OJSC Raspadskaya () is a Russia-based coal-mining company owned by Evraz (82%)  and headquartered in Mezhdurechensk, Kemerovo Oblast. The company produces 7 million tons of coal per year (in 2012).

In addition to the main Raspadskaya coal mine, Russia's largest single underground mine, Raspadskaya group consists of about 20 industrial, transportation, infrastructure and financial enterprises. The company export to Ukraine and Eastern Europe and its in the process of actively exploring entry to the South-Asian markets.

Structure
Raspadskaya Group includes the following companies:
 OJSC "Mezhdurechenskaya Coal Company-96" (MUK-96)
 CJSC Raspadskaya Koksovaya underground mine
 CJSC "Razrez-Raspadsky" open-pit mine
 CJSC Raspadskaya Preparation Plant
 Olzherasskoye Shaft-Sinking Unit, Tomusinskoye Cargo Handling Unit, Montazhnik Raspadskoy, Raspadskaya Joy, Puteets, Raspadsky Ugol
 Satkinsky ironworks (Satka, Chelyabinsk Oblast).

• **Stated task 1**
Collect every line of the entries that contains the word "hand", counting only matches with the same capitalization.

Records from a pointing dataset
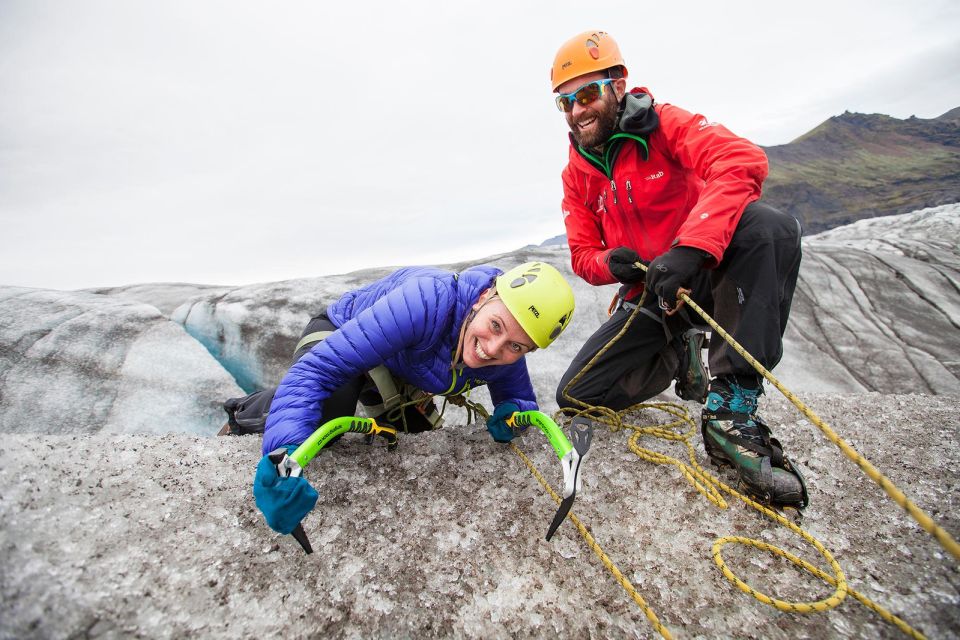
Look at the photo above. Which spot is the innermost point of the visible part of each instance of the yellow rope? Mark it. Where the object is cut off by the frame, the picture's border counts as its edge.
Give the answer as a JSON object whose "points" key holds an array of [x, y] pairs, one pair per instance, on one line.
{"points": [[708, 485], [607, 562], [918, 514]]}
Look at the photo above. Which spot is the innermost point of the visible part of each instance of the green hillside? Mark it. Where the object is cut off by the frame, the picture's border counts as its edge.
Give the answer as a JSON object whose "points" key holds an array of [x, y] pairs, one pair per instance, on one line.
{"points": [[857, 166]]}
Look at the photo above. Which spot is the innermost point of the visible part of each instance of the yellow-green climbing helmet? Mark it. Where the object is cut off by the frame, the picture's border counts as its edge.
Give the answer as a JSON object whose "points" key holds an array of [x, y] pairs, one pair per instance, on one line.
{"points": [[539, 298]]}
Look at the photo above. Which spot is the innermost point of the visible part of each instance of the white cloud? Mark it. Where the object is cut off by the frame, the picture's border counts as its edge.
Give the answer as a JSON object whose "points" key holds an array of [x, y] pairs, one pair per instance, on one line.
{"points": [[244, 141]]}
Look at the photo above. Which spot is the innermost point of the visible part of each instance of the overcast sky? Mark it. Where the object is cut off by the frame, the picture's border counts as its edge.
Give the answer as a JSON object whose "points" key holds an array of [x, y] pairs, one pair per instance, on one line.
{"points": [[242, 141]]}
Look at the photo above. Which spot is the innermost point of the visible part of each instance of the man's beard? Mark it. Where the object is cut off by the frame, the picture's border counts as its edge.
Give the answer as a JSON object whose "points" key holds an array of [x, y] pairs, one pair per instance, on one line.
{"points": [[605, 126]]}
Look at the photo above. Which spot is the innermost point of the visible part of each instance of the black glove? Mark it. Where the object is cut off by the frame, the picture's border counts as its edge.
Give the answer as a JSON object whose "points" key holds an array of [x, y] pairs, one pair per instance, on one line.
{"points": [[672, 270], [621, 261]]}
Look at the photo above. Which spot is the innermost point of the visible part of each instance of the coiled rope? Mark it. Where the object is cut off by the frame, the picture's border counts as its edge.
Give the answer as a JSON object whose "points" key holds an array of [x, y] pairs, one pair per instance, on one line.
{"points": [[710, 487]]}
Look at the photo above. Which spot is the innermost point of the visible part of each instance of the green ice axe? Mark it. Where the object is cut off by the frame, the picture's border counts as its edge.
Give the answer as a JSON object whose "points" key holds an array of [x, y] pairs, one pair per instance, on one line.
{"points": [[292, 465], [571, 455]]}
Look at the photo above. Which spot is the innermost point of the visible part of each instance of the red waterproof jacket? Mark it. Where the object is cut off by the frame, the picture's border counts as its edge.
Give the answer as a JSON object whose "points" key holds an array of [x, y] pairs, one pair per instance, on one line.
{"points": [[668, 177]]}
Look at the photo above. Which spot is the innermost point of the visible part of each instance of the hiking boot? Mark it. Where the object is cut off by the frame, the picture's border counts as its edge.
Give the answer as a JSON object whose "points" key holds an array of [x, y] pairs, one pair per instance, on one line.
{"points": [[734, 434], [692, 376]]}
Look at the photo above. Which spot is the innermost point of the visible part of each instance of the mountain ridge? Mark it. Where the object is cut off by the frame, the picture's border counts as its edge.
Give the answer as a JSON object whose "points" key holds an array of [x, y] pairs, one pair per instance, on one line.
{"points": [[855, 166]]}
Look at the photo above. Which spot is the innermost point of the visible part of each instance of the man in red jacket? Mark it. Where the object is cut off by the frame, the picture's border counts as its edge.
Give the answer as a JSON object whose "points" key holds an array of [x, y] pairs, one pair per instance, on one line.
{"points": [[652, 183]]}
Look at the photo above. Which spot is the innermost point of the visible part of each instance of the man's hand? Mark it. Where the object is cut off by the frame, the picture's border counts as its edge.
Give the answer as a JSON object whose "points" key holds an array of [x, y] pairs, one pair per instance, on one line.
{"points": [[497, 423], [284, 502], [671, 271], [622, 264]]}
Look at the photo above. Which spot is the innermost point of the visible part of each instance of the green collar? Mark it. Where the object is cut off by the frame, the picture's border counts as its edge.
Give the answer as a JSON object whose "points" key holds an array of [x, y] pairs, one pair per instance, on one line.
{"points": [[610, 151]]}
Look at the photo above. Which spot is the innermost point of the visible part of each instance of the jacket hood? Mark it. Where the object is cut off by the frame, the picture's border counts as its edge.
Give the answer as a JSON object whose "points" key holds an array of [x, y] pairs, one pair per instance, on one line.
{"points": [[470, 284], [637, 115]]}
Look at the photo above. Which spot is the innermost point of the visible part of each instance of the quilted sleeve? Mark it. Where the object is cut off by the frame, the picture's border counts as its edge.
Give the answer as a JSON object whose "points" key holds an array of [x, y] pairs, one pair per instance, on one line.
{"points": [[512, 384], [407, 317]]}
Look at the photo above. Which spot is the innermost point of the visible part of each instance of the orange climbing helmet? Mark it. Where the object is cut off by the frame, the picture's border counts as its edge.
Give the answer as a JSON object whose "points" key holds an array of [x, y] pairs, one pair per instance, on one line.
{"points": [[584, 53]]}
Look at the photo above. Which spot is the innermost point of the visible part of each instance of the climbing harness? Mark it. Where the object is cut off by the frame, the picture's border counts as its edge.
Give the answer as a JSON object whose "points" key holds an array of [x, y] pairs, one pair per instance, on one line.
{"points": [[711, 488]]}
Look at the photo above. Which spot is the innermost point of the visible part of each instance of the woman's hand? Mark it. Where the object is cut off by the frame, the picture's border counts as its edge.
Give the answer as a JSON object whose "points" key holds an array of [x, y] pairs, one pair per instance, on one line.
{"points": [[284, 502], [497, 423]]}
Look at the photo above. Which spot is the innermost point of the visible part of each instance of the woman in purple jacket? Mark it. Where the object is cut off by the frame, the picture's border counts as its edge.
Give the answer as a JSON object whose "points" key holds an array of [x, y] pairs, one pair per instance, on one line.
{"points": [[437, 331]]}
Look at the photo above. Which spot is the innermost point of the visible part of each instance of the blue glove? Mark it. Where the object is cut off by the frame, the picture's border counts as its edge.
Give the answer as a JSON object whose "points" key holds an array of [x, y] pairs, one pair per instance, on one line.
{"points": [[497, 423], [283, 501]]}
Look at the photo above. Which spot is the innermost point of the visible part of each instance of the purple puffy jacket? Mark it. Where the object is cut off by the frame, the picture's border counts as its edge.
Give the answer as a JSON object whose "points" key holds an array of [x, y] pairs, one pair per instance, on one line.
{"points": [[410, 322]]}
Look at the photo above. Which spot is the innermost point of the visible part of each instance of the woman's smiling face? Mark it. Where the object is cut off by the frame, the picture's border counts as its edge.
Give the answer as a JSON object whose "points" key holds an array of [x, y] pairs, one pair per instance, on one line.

• **Stated task 2**
Carry the text on the Raspadskaya coal company forward from its final line.

• **Task result 1**
Look at the photo above. Which spot is the innermost point of the visible part of each instance of the man's hand? Mark it. Where the object is cut off by the frame, the picture's border counts as its edge.
Look at the photo above. Which spot is the innermost point of the visible part of each instance of the woman's hand? Mark it. Where the object is cut off by the frame, the picture's border counts as its edge.

• **Task result 2**
Raspadskaya coal mine

Raspadskaya's total resources were estimated at 1,461 million tons and total coal reserves at 782 million ton (JORC standards, according to IMC Consulting report as of June 2006, of which 22 million tons produced by 31 March 2008). High quality of our reserves allows us to employ highly productive modern equipment and achieve high recovery rates. Based on the volume produced in 2007, our reserves-to-production ratio amounts to about 55 years of production.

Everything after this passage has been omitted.